* **Extracted text**
_____

# Turtle Beach: Left Speaker Cutting Out



## Crozarius (Nov 17, 2011)

Right now I'm having problems with my headset. Sometimes the speaker on the left side cuts out and the only way to make it come back is to tilt my head to the right slightly, which is uncomfortable. Sometimes the issue vanishes for a while after I fiddle with the cord or unplug the headset and put it back in. I've tried both the front and back audio jack, reinstalled my Realtek drivers, prayed to the Nine Divines, everything.

===Computer And Hardware Stats===

Turtle Beach Earforce Z2 Headset

Intel Core i5-2500 CPU @ 3.30GHz 3.60GHz

8.00 GB RAM

Windows 7 Enterprise 64 bit

Service Pack 1

NVIDIA GeForce 560 Ti

Gigabyte Z68A-D3-B3 Motherboard

======
I plugged my headset into another computer after the left speaker played up again, lo and behold, the left speaker now plays up on ALL the computers. I checked on all the computers that we own and the problem is on every single one of them. 

That means that it's the headset.

Problem is, I only just got this headset 2 weeks ago because my old Turtle Beach did EXACTLY THE SAME THING.

This thing cost me 90 dollars, why can't Turtle Beach get their **** together? The first one I owned worked fine for 3 years, then went dead at the same time that two things happened.
*
1) We moved house.
*
I have no clue how this would affect my headset in any way, shape or form. But I think that there MUST be something about this place that is chewing through my headsets. I had my TurtleBeach X11 for 3 years and it bites the dust after 3 weeks here; then my new $90 Z2 dies in around the same time.


*2) New computer*

We've already established that it isn't just my new computer, it turns out that EVERY computer has the same problem. On a side note, it may be that there is an electrical fault in the audio jacks and it's somehow screwed with the headsets permanently.
Okay then. I have conducted a series of tests and drawn a helpful diagram with MS Paint.












So basically, whenever the sound box thing swung to the left, the speaker was fine, then whenever it swing to the right, it cut out. Odd. Upon further investigation, the wire before the voice box on the audio jack side HAD to be taut, else it would not work.


----------



## Crozarius (Nov 17, 2011)

Right, so I can't find the Edit button so I'll post a new post.

My sound card is apparently a Realtek one that came with my Motherboard. After plugging the headset into the rear audio jacks, disabling ALL the settings in Realtek, then applying them, then reactivating them all and applying them, the headset is working fine. I'm not sure what exactly this is triggering but all I know is that the stuttering in the left ear will come back eventually. Getting this to happen involves a lot of guesswork and I'm relieved that I can go listen to some music for the time being.

_____

* **Stated goal 1**
In the Turtle Beach thread, why did the poster decide that the fault lay with the headset? Answer in one to three sentences.
* **Stated goal 2**
According to the Turtle Beach thread, how long ago had the poster bought the Z2 headset?
* **Stated goal 3**
Transcribe the passage of the Turtle Beach thread from "We've already established" up to and including "with MS Paint.".

* **Data shown**
_____

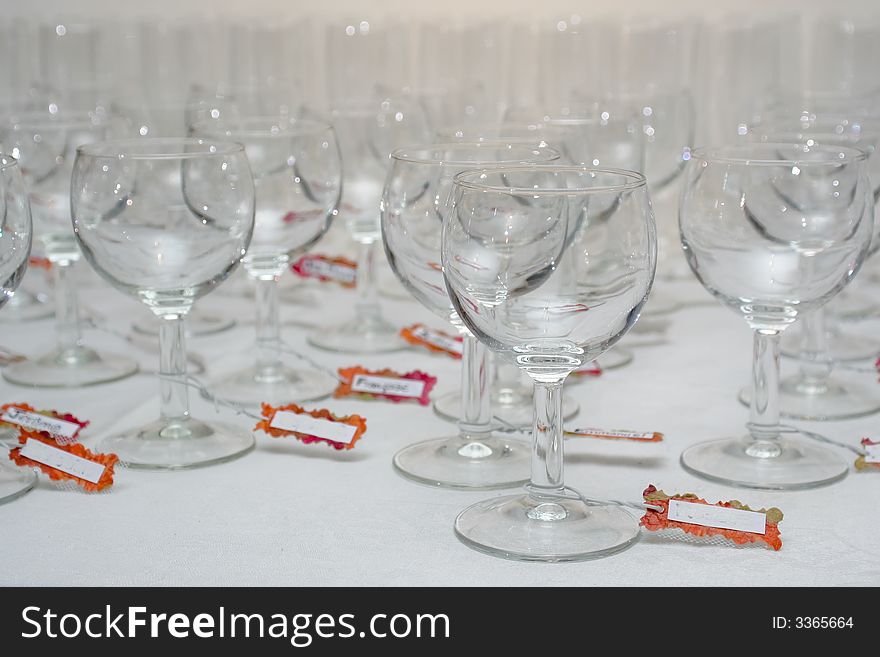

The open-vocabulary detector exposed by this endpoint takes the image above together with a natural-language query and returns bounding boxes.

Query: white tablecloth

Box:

_____

* **Worked solution 1**
After the left speaker acted up again, the poster plugged the headset into another computer and then checked every computer they owned. The problem appeared on every one of them, so the poster concluded that the headset was at fault.

* **Worked solution 2**
Two weeks ago.

* **Worked solution 3**
We've already established that it isn't just my new computer, it turns out that EVERY computer has the same problem. On a side note, it may be that there is an electrical fault in the audio jacks and it's somehow screwed with the headsets permanently.
Okay then. I have conducted a series of tests and drawn a helpful diagram with MS Paint.